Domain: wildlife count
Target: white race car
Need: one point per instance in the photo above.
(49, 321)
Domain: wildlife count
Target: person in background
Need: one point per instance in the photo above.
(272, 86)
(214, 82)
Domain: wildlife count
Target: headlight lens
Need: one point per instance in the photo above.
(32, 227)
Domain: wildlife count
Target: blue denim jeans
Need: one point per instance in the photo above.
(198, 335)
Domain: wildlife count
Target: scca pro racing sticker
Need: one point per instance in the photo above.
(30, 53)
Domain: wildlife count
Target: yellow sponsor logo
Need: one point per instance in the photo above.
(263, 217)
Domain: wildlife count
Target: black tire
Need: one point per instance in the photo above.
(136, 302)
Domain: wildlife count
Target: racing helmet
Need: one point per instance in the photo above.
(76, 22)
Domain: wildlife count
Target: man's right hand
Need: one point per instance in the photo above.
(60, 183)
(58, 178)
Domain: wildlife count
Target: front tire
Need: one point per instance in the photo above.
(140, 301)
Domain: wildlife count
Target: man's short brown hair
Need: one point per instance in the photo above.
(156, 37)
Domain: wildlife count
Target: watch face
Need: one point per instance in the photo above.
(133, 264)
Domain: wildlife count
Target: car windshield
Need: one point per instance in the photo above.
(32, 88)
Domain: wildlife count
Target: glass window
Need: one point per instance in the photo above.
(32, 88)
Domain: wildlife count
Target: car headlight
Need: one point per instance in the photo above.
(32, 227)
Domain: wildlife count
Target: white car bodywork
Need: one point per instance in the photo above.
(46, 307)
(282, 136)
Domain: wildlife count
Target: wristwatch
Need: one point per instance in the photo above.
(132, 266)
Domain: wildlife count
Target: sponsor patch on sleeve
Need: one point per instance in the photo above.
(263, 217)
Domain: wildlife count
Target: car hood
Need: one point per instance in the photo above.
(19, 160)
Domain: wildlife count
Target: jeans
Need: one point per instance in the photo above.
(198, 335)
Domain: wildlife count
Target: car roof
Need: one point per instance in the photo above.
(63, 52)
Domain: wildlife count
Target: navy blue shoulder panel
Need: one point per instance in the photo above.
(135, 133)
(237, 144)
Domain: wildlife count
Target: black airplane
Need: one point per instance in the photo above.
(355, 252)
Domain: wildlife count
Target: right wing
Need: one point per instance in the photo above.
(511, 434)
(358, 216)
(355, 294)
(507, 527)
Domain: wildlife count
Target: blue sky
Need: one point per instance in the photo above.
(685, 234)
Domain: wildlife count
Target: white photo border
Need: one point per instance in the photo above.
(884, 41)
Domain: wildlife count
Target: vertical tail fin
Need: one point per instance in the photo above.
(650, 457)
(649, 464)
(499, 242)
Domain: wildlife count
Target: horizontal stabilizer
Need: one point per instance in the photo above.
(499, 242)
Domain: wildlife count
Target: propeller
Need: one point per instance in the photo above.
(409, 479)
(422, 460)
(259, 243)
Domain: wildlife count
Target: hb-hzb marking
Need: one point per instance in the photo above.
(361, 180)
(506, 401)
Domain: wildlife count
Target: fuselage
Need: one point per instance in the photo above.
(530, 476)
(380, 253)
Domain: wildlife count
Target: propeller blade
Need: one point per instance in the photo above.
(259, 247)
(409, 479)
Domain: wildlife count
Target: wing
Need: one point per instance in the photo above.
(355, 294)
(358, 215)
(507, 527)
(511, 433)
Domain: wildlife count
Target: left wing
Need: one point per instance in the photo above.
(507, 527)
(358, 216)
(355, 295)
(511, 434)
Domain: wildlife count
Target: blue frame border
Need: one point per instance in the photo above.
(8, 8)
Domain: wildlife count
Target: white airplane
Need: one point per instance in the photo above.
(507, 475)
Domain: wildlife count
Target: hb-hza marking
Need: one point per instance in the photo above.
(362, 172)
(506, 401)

- [Task prompt]:
Return every line of the rows above that contains the string "propeller", matching case exactly.

- [Task solution]:
Target: propeller
Target: propeller blade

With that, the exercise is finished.